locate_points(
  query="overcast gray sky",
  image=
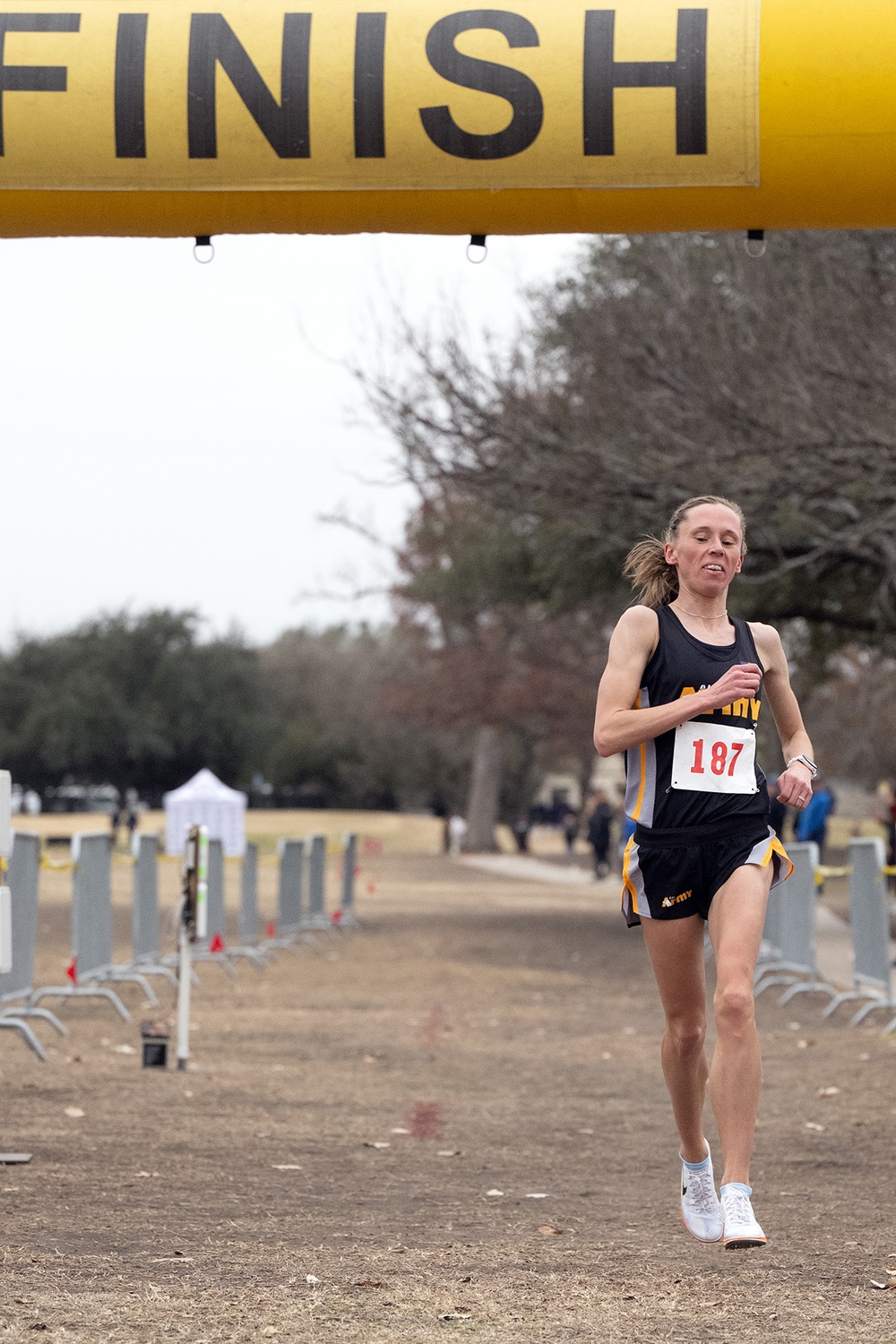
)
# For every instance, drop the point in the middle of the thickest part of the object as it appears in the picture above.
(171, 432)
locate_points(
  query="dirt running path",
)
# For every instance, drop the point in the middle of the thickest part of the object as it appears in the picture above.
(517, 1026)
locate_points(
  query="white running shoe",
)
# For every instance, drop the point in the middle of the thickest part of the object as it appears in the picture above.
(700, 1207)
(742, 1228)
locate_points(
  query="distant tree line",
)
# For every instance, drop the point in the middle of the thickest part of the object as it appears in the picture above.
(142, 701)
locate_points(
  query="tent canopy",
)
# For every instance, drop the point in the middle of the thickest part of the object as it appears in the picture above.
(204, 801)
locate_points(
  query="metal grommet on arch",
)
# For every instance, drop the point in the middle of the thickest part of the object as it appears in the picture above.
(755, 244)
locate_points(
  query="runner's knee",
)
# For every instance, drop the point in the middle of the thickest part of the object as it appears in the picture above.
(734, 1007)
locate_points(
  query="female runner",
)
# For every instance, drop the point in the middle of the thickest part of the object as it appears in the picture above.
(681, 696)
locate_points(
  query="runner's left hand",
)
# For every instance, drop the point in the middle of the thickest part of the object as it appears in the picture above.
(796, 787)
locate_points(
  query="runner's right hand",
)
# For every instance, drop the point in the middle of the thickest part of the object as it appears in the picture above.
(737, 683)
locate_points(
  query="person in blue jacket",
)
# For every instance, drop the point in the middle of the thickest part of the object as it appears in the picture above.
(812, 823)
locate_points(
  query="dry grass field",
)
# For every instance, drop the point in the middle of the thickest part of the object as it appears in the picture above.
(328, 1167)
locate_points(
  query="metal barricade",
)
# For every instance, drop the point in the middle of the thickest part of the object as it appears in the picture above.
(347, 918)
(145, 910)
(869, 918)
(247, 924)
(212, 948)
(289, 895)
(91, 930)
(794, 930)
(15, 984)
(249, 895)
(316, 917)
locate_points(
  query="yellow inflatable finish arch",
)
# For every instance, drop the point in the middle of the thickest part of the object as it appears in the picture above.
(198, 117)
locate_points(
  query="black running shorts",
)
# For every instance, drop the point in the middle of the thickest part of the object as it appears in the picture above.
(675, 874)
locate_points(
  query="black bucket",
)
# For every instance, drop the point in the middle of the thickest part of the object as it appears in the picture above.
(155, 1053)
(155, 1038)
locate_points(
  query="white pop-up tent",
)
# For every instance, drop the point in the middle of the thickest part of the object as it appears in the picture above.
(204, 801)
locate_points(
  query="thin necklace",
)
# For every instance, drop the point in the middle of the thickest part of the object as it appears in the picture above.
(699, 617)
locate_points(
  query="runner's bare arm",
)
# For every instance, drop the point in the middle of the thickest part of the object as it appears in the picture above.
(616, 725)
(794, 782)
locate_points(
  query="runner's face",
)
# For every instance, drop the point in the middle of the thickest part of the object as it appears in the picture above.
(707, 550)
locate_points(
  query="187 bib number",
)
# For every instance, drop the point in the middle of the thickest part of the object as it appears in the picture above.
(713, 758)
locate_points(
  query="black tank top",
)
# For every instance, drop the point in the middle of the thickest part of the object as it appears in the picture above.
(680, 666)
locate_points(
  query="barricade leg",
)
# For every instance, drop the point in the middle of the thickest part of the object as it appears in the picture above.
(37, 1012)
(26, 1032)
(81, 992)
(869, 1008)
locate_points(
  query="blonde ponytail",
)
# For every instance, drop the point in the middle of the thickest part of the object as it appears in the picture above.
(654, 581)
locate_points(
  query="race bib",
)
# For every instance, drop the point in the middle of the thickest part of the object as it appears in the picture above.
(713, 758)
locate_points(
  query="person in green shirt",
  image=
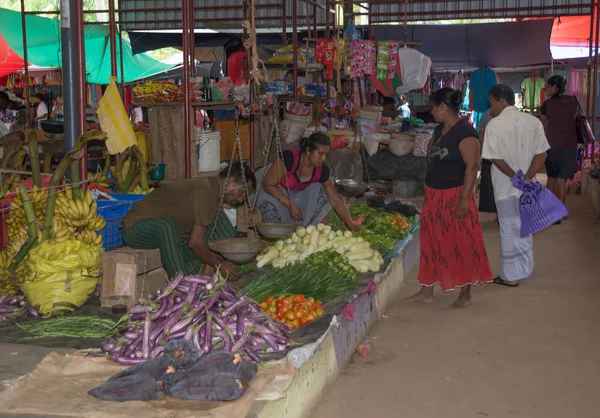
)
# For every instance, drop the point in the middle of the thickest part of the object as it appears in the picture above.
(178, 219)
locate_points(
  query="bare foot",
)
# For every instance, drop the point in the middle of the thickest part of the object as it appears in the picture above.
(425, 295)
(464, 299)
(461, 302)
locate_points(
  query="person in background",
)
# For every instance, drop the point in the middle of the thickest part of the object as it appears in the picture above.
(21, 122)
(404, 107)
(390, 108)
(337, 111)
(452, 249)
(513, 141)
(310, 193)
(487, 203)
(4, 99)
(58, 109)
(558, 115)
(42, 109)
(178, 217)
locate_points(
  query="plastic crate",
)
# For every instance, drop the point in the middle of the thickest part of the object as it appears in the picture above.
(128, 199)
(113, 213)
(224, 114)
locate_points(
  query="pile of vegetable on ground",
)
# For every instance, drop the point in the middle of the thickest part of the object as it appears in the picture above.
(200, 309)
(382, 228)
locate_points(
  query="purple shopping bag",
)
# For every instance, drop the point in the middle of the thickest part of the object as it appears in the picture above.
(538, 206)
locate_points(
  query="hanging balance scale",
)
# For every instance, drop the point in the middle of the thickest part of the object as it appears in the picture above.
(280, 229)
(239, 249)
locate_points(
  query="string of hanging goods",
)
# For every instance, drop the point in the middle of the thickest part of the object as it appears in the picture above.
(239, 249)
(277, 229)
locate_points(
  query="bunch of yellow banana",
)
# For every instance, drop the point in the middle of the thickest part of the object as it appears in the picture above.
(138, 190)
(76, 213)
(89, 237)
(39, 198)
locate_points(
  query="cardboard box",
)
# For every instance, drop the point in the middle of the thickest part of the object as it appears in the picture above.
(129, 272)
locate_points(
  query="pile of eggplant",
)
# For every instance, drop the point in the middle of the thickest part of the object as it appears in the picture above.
==*==
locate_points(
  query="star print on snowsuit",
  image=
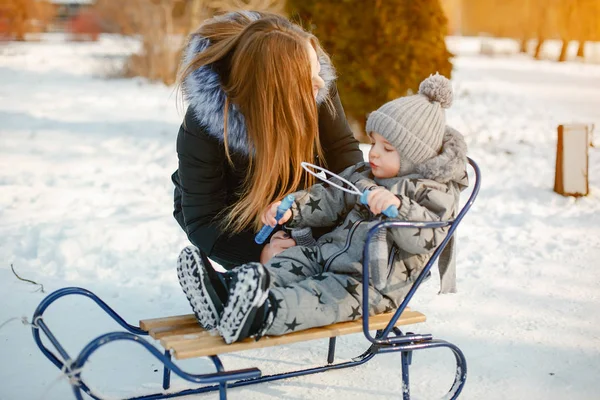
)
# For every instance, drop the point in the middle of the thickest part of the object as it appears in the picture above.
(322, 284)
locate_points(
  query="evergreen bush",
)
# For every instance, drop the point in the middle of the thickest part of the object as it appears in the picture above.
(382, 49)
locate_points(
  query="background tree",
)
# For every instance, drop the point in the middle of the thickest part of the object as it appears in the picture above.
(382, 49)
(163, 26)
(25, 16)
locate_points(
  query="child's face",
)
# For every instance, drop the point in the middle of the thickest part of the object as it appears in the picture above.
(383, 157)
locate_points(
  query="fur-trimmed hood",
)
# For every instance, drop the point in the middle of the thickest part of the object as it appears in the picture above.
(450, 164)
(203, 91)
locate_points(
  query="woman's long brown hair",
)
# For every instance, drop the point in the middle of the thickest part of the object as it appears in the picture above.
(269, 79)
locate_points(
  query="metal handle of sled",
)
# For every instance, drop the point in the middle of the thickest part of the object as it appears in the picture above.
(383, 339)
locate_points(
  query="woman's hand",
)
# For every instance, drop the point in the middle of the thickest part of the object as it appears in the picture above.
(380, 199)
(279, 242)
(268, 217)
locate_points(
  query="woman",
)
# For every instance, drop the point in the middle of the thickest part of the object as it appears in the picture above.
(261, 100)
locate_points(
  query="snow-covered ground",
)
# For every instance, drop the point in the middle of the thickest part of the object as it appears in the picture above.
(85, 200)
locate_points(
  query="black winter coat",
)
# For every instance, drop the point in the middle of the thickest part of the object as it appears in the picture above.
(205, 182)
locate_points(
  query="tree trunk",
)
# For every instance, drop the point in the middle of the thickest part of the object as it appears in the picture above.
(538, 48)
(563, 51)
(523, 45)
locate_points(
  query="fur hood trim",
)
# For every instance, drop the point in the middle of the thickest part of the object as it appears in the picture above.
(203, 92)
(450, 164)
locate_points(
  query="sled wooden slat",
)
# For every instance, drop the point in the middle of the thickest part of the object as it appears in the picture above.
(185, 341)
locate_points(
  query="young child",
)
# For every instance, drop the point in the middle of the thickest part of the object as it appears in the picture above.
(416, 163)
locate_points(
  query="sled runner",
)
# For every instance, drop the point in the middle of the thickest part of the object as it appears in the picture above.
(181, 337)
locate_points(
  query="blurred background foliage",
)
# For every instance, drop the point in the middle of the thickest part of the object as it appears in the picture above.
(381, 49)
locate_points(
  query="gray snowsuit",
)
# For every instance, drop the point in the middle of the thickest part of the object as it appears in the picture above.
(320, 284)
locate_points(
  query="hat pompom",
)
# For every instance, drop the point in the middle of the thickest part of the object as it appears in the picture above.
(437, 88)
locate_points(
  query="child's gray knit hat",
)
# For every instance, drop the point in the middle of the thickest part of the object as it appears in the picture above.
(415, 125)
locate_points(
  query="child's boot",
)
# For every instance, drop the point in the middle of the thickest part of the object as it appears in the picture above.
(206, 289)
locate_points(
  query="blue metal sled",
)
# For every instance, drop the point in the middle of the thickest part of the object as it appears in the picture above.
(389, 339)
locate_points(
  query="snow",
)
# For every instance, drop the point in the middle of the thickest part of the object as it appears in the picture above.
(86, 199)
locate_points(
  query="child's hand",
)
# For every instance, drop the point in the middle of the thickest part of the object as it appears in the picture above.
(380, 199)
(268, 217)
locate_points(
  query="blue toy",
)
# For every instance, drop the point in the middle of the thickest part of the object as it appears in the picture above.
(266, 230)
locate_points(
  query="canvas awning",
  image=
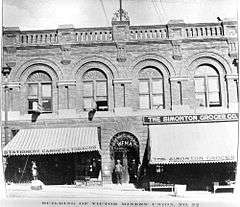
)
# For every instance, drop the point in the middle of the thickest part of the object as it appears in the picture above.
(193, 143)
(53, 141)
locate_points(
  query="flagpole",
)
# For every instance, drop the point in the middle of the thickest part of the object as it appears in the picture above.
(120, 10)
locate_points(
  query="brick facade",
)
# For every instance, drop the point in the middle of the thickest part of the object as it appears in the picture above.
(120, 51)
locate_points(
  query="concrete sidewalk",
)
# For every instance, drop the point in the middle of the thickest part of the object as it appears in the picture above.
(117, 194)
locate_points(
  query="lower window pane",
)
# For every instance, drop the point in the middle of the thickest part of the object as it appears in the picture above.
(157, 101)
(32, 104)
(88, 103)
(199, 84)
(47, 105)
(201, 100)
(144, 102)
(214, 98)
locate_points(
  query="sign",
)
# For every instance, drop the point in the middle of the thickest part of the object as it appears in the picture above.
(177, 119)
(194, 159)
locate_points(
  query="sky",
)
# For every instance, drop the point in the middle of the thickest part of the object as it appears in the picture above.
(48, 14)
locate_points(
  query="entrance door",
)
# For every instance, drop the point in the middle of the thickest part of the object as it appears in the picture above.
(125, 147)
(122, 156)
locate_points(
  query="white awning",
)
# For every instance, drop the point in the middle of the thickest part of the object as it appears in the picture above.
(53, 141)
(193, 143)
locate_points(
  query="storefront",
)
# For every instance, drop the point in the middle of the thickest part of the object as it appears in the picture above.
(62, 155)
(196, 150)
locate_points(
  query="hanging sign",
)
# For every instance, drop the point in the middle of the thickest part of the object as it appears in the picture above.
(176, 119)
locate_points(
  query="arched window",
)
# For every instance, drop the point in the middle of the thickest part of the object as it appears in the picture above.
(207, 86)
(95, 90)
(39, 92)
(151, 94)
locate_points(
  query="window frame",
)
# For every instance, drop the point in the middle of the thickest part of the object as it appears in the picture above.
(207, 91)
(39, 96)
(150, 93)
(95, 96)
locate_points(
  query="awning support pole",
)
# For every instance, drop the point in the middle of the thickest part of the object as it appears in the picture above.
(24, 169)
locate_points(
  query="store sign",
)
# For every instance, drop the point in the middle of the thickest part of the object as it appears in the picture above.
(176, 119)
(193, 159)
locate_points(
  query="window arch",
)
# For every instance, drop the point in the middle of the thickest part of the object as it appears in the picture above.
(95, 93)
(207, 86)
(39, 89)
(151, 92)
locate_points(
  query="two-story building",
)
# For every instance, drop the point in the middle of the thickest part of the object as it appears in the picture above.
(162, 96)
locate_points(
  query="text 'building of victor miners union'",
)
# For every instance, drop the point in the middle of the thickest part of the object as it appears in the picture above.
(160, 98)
==*==
_Problem:_
Lines containing the word "child" are to be located in the entries and copied.

_Exercise result:_
  query="child's face",
  query="young child",
  query="child's gray knit hat",
  query="child's boot",
  query="child's hand",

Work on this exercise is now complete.